Search the data for the string "building" and extract every line where it appears.

Material to process>
# # # #

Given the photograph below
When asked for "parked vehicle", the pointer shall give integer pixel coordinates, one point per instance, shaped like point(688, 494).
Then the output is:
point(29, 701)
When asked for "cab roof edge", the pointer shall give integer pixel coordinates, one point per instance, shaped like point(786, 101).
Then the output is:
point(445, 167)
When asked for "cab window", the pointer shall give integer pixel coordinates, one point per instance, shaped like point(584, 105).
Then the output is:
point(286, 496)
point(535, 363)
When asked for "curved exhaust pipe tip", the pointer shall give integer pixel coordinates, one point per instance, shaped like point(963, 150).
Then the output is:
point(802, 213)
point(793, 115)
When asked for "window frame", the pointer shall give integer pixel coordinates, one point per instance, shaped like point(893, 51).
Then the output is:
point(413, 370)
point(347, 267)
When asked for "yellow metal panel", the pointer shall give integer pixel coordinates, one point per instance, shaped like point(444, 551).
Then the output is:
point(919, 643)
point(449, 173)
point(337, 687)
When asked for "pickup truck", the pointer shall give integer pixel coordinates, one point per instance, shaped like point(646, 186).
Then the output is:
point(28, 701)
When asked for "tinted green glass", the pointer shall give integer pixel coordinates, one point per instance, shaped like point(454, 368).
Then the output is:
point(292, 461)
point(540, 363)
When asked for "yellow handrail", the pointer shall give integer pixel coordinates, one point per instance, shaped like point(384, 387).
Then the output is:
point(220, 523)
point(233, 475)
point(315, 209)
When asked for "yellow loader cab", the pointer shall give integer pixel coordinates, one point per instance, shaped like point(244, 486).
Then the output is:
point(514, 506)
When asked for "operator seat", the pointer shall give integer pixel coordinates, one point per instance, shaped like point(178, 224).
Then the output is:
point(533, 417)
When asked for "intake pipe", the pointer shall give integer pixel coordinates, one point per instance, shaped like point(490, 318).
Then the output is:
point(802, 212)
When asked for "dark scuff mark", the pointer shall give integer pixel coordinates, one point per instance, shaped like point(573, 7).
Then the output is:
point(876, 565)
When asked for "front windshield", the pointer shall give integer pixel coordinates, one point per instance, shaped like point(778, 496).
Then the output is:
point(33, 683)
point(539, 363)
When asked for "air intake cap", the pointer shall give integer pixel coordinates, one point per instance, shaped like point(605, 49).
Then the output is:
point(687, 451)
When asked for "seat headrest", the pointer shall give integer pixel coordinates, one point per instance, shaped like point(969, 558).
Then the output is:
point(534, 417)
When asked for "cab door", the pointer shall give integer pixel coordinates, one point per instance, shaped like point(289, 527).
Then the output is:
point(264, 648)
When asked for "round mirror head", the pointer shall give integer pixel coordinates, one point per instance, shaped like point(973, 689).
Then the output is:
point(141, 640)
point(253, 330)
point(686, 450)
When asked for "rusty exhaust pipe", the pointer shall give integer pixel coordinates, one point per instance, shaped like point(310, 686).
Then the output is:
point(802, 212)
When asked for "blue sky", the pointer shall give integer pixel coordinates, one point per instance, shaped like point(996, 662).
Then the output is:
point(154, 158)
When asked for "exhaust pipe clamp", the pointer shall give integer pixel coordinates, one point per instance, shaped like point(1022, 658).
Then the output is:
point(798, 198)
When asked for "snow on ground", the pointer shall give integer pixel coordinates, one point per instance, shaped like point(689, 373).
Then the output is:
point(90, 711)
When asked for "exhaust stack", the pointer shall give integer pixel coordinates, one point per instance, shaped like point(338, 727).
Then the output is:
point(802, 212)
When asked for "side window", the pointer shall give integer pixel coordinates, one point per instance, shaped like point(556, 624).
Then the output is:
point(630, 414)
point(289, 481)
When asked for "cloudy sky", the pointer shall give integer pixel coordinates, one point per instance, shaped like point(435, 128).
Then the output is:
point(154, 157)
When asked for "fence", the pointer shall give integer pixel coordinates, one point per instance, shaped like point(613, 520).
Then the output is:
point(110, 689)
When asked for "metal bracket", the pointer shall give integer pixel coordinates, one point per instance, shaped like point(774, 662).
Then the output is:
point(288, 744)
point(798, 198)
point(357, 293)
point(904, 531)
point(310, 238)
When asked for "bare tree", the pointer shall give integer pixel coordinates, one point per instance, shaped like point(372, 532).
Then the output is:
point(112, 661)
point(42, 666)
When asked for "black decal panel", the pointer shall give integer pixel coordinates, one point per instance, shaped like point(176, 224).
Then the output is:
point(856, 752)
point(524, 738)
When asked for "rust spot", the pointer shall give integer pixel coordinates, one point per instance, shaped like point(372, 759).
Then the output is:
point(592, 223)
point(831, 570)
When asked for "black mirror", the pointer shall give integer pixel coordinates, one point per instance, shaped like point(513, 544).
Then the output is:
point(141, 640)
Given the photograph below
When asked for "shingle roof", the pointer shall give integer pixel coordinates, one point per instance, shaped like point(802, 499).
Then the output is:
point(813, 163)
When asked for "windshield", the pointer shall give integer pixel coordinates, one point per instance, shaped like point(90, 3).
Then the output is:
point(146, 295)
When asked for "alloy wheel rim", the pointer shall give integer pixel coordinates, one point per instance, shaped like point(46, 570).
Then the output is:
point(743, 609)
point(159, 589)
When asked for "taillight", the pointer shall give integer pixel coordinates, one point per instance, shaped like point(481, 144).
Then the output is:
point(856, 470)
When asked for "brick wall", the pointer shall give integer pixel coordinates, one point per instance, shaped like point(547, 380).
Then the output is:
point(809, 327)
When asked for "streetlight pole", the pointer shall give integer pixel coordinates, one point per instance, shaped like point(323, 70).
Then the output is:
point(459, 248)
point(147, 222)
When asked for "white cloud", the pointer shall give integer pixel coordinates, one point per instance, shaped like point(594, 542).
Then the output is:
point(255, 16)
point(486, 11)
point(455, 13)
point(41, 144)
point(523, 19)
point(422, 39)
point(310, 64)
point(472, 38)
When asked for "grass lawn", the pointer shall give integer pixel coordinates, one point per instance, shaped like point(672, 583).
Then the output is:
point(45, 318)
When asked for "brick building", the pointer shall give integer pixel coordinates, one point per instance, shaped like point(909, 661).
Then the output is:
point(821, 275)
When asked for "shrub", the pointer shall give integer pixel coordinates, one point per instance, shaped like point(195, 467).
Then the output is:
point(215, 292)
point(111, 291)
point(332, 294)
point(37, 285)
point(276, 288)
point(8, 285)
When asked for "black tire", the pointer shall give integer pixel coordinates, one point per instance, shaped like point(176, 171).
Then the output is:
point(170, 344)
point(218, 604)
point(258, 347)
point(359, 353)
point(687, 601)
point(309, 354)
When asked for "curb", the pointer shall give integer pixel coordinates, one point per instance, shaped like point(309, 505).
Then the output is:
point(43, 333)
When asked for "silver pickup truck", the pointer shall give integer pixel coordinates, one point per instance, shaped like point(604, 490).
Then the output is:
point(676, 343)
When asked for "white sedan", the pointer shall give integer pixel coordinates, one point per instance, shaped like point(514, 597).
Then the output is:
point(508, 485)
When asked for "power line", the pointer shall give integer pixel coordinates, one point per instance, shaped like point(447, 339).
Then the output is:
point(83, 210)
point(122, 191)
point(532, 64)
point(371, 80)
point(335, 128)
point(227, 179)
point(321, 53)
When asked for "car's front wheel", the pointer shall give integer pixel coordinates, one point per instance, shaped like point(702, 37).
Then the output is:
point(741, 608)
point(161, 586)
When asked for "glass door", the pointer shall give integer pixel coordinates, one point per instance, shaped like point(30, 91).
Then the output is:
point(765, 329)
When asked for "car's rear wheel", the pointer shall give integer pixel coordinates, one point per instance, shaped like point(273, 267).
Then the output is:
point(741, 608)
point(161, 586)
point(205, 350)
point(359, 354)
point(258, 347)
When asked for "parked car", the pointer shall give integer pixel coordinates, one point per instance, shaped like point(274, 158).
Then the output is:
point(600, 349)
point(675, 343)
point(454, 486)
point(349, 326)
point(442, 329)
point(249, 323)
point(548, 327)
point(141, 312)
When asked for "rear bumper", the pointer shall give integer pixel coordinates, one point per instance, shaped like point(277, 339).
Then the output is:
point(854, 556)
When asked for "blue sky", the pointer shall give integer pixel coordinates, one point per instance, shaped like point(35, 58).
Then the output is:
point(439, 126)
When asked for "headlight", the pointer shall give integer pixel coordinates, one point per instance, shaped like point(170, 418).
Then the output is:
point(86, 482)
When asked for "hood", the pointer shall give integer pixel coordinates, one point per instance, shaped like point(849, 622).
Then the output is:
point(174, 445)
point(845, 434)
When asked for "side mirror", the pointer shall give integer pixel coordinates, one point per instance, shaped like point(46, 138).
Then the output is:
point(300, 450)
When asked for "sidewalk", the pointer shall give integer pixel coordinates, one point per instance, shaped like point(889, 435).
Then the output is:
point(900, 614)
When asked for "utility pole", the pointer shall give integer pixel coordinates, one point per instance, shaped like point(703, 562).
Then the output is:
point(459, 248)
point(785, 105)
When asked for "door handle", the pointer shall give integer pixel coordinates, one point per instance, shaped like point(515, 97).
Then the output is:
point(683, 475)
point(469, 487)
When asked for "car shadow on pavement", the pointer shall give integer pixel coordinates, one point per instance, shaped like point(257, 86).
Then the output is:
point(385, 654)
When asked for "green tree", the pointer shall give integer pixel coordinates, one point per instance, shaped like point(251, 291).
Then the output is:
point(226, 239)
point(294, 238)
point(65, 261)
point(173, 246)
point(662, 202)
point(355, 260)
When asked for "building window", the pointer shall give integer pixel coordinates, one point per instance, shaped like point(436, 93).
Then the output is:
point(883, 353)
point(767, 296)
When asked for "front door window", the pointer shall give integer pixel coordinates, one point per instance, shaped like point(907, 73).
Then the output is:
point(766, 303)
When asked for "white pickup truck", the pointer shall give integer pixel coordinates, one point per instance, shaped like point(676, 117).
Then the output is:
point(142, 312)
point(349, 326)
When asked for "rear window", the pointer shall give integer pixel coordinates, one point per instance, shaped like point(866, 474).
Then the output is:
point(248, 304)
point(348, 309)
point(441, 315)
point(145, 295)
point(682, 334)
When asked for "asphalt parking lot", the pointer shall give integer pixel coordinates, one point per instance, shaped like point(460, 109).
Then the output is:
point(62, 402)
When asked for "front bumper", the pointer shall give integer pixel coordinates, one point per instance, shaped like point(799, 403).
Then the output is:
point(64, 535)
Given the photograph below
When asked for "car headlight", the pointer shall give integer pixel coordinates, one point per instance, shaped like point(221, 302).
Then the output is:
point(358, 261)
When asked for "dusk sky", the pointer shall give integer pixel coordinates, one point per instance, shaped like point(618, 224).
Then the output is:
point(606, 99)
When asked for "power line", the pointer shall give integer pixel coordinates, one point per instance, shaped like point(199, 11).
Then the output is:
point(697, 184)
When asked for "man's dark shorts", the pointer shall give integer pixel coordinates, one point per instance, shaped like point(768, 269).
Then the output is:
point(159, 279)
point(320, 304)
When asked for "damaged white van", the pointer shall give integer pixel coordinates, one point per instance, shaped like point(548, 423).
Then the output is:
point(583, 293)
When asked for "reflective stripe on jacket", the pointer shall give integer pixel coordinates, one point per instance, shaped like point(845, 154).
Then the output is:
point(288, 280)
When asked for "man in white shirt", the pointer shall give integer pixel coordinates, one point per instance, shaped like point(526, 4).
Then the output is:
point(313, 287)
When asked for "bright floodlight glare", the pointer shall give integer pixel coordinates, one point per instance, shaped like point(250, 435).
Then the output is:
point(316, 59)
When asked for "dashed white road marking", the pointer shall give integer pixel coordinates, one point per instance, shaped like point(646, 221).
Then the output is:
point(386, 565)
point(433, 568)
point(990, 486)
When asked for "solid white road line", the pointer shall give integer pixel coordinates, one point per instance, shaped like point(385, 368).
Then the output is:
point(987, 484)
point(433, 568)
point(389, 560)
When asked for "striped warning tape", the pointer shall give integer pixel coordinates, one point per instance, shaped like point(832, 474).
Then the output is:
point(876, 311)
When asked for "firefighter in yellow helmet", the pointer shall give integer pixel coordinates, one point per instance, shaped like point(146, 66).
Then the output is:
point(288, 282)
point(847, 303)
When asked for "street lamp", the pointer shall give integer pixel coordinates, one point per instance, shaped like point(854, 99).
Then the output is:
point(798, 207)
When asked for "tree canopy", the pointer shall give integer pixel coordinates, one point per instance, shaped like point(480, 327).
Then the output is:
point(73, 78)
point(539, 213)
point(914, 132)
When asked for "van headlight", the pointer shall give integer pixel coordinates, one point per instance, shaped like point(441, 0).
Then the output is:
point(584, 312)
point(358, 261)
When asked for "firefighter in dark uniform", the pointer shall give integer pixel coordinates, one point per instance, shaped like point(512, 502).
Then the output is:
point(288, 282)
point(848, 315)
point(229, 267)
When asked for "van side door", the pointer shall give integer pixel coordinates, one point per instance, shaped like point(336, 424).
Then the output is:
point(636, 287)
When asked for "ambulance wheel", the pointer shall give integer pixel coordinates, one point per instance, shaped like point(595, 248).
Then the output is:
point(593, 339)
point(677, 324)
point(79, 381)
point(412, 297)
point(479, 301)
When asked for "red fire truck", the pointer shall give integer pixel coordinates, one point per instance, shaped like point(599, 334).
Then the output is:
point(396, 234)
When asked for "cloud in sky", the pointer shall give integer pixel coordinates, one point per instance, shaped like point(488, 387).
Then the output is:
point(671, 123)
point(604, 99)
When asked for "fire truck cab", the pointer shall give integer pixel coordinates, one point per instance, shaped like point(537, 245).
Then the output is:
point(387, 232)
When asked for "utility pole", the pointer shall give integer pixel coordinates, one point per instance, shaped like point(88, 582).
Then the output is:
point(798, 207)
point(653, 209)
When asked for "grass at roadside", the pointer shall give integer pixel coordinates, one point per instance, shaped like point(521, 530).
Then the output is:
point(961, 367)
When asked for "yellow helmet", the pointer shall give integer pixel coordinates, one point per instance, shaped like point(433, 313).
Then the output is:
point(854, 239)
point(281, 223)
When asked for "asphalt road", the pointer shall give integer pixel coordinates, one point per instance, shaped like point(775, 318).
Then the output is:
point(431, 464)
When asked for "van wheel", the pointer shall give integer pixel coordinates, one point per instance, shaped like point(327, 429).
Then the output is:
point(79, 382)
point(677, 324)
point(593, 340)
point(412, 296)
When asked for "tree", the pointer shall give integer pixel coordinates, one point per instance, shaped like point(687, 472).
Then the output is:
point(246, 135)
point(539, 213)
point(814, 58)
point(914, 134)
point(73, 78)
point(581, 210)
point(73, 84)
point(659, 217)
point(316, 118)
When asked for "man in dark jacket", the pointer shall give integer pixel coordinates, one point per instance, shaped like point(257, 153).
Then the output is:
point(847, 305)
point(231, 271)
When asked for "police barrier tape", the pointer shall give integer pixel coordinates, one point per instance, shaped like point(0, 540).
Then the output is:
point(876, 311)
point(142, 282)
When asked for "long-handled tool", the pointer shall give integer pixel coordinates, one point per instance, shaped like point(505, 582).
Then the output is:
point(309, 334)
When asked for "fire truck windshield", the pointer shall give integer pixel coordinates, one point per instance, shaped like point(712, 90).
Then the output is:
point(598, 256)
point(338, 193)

# # # #

Expected answer>
When asked for "brick building", the pointer shall give integer pixel coordinates, one point per instance, shaped like point(909, 661).
When asked for "building window", the pointer shall give integer pixel coordinates, one point per instance, shaped like point(436, 93).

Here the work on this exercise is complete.